- _AANGELEVERDE TEKST_
============================================================

Rechter oordeelt avondklok legaal

De rechter is van oordeel dat de herinvoering van de avondklok voldoende wettelijke basis heeft. Het Openbaar Ministerie (OM) had vorige maand aan de rechter de vraag voorgelegd of het opnieuw instellen van de avondklok in augustus noodzakelijk en proportioneel was. 

Een avondklok is een vrijheid beperkende maatregel die inbreuk maakt op de rechten verankerd in de Staatsregeling van Aruba en het Europees Verdrag voor de Rechten van de Mens (EVRM). Een belangrijke voorwaarde bij het instellen van beperkingen op grondrechten, is dat deze noodzakelijk en proportioneel zijn. Het EVRM vereist specifiek dat beperkingen altijd de wezenlijke inhoud van grondrechten dienen te eerbiedigen.

============================================================

- _TE DOEN_
#1 Geef uit het bericht over de avondklok het stuk tussen "Een avondklok is" en "dienen te eerbiedigen." letterlijk terug, met begin en einde inbegrepen.
#2 Welke instantie legde volgens het bericht over de avondklok de vraag over de herinvoering aan de rechter voor?
#3 Zet het bericht over de avondklok voort na de laatste zin.

- _Gegevens over verwijzende uitdrukkingen_
============================================================

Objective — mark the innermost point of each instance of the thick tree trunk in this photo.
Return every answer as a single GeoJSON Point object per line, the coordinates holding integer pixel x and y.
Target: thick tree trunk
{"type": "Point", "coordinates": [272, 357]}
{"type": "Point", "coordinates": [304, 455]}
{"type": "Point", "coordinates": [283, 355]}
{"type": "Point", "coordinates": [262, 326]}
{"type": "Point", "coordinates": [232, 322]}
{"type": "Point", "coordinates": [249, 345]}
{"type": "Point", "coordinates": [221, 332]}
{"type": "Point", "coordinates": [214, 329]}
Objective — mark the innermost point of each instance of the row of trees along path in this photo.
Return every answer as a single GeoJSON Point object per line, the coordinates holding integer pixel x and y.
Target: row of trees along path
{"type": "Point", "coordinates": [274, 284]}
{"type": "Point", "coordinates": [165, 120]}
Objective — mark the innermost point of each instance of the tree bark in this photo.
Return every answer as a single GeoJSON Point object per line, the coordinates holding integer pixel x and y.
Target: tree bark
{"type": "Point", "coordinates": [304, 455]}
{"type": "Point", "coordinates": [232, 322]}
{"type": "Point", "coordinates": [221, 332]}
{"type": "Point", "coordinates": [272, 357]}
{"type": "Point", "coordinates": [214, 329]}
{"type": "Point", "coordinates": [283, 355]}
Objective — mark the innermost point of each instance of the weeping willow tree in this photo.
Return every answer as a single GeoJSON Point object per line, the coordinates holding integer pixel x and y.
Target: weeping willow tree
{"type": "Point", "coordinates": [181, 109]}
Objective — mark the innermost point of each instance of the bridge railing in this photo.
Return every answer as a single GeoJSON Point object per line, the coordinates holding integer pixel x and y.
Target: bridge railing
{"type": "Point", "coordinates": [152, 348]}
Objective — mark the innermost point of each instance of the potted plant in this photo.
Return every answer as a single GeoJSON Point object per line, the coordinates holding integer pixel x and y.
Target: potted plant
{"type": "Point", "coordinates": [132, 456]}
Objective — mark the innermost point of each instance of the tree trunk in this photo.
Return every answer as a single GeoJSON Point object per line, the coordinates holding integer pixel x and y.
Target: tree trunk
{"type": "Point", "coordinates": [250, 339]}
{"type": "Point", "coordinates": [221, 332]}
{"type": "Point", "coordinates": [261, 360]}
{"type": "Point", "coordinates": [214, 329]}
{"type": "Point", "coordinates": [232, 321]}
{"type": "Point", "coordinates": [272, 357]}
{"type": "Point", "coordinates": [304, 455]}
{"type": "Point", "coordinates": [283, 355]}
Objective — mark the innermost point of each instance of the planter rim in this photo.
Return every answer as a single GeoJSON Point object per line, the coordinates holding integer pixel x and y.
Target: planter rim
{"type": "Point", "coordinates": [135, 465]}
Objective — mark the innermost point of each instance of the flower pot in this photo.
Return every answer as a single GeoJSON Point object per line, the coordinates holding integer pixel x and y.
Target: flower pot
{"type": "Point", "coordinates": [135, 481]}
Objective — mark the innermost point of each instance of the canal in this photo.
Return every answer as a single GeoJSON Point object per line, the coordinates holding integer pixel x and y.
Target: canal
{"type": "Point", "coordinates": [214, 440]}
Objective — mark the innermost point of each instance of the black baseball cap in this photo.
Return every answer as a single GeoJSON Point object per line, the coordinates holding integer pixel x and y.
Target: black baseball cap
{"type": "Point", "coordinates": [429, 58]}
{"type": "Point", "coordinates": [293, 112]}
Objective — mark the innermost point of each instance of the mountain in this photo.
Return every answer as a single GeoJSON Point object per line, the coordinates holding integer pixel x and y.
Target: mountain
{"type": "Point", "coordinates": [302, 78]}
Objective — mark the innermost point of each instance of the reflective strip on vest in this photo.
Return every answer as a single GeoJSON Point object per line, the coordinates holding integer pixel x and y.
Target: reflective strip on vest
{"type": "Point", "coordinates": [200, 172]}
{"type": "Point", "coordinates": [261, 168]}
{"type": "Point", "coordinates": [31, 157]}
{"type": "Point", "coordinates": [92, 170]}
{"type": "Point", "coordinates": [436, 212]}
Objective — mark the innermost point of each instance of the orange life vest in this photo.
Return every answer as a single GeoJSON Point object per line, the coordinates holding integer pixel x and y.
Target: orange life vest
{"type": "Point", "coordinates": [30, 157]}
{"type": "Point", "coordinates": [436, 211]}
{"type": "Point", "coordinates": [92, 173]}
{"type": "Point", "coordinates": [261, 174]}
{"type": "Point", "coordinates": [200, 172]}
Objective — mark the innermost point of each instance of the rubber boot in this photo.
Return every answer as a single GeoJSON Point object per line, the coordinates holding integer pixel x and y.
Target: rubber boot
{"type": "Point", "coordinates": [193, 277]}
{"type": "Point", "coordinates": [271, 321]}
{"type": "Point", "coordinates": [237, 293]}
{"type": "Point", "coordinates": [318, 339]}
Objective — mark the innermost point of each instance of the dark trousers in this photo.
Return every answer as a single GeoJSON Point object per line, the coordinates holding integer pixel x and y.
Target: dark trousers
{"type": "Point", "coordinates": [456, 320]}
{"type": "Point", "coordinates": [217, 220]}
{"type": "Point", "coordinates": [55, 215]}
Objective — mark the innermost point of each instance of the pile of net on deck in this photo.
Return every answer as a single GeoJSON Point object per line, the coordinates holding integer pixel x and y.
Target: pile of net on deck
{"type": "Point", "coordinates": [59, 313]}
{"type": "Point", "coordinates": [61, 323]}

============================================================

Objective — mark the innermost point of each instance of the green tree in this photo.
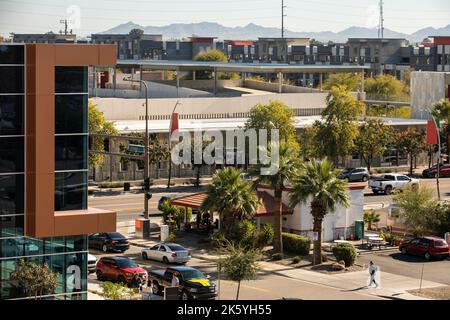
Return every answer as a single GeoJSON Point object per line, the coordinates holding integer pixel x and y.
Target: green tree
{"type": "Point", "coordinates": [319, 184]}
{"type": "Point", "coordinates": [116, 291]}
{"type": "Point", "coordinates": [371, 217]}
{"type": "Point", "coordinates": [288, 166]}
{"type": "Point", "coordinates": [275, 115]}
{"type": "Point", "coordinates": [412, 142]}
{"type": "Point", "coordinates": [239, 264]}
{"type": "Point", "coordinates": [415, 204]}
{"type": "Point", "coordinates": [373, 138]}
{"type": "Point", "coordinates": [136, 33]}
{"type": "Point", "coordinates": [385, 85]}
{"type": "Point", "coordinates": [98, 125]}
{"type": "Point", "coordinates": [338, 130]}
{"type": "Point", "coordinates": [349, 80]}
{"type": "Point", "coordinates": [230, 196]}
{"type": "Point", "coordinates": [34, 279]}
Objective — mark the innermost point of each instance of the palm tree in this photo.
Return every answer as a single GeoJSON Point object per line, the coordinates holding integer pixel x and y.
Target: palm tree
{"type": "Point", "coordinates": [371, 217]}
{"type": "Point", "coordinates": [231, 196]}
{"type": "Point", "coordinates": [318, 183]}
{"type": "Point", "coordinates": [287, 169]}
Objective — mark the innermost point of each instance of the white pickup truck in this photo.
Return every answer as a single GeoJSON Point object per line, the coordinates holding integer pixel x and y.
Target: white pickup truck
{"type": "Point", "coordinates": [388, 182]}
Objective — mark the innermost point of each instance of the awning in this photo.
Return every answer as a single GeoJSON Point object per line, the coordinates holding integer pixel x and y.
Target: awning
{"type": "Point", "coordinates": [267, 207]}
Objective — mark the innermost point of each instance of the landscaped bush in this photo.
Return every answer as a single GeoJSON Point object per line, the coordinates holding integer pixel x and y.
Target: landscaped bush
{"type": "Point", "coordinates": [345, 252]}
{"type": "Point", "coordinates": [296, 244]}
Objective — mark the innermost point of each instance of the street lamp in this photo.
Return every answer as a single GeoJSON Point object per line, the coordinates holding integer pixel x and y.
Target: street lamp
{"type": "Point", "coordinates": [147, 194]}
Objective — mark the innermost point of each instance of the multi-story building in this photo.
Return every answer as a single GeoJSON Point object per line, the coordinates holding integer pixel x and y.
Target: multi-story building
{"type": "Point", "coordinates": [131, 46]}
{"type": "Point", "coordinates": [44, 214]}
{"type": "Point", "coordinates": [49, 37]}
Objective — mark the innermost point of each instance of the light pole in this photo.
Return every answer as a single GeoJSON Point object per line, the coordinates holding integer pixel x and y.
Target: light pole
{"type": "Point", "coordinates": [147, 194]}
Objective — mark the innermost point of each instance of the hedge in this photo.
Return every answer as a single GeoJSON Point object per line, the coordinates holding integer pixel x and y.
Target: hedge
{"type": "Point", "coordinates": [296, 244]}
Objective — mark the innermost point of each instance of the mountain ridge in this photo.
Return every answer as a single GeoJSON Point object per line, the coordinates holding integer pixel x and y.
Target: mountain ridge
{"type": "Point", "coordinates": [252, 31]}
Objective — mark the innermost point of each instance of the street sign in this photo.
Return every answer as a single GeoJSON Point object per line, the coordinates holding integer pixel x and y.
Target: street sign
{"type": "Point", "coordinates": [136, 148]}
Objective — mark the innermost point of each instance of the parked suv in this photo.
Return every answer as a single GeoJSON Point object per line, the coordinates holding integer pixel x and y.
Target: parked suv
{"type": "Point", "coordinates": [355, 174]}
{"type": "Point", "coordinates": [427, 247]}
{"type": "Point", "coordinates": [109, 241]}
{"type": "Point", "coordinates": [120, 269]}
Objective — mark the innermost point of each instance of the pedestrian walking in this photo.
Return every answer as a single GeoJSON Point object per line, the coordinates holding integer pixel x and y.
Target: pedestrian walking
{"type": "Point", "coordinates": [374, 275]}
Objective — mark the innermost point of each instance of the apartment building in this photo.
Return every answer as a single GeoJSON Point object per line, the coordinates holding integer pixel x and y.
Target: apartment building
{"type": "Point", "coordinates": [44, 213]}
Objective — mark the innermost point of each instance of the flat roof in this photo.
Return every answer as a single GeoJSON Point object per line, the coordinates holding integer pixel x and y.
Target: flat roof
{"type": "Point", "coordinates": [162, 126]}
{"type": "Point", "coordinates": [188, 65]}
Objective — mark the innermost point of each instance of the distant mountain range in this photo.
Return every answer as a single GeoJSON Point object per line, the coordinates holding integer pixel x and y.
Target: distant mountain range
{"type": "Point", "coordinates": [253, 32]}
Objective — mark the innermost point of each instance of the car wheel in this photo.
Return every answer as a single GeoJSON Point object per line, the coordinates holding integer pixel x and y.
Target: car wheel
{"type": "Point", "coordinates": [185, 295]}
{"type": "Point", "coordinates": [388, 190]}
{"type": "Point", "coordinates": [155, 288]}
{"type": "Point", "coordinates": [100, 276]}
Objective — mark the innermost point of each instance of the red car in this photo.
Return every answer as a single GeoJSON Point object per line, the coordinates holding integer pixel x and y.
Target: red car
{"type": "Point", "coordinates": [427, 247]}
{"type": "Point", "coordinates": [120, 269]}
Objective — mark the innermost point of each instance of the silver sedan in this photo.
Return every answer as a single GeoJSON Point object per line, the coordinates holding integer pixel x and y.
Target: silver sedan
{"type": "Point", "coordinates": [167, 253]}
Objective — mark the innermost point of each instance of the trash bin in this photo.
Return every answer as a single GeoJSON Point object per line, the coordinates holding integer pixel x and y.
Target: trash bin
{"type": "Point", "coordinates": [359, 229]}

============================================================

- _ANTWOORDEN OPDRACHTEN_
#1
Een avondklok is een vrijheid beperkende maatregel die inbreuk maakt op de rechten verankerd in de Staatsregeling van Aruba en het Europees Verdrag voor de Rechten van de Mens (EVRM). Een belangrijke voorwaarde bij het instellen van beperkingen op grondrechten, is dat deze noodzakelijk en proportioneel zijn. Het EVRM vereist specifiek dat beperkingen altijd de wezenlijke inhoud van grondrechten dienen te eerbiedigen.

#2 Het Openbaar Ministerie (OM).

#3
De avondklok werd door middel van een ministeriële regeling op Aruba voor de tweede keer op 28 augustus ingevoerd. De eerste avondklok werd in maart, samen met verschillende andere maatregelen ingesteld en duurde tot eind mei. In die periode golden vele andere maatregelen: de grenzen waren gesloten, alle horeca was dicht, ‘shelter in place’ was ingesteld, de scholen waren dicht en alle niet-essentiële bedrijven waren gesloten. Het OM vond ten aanzien van de eerste avondklok, dat het juist het samenspel van alle maatregelen was, dat het instellen van de avondklok legitiem maakte. De rechter was het daar mee eens en de eerste avondklok is door de rechter dan ook rechtmatig geacht. Bij de invoering van de huidige avondklok in augustus zijn echter geen van deze maatregelen genomen. 

Het OM kwam tot het oordeel dat de huidige avondklok niet voldoet aan de daaraan te stellen eisen. Het OM had de rechter daarom verzocht om de twee verdachten die voor de rechter waren gedaagd vanwege overtreding van de huidige avondklok, te ontslaan van alle rechtsvervolging. Daar gaat de rechter dus niet in mee.

Op grond van de Staatsregeling van Aruba is het mede de taak van het OM, als onderdeel van de rechterlijke macht, om al dan niet gerezen twijfels met betrekking tot wet- en regelgeving aan de orde te stellen en daarover het oordeel te vragen van de rechter.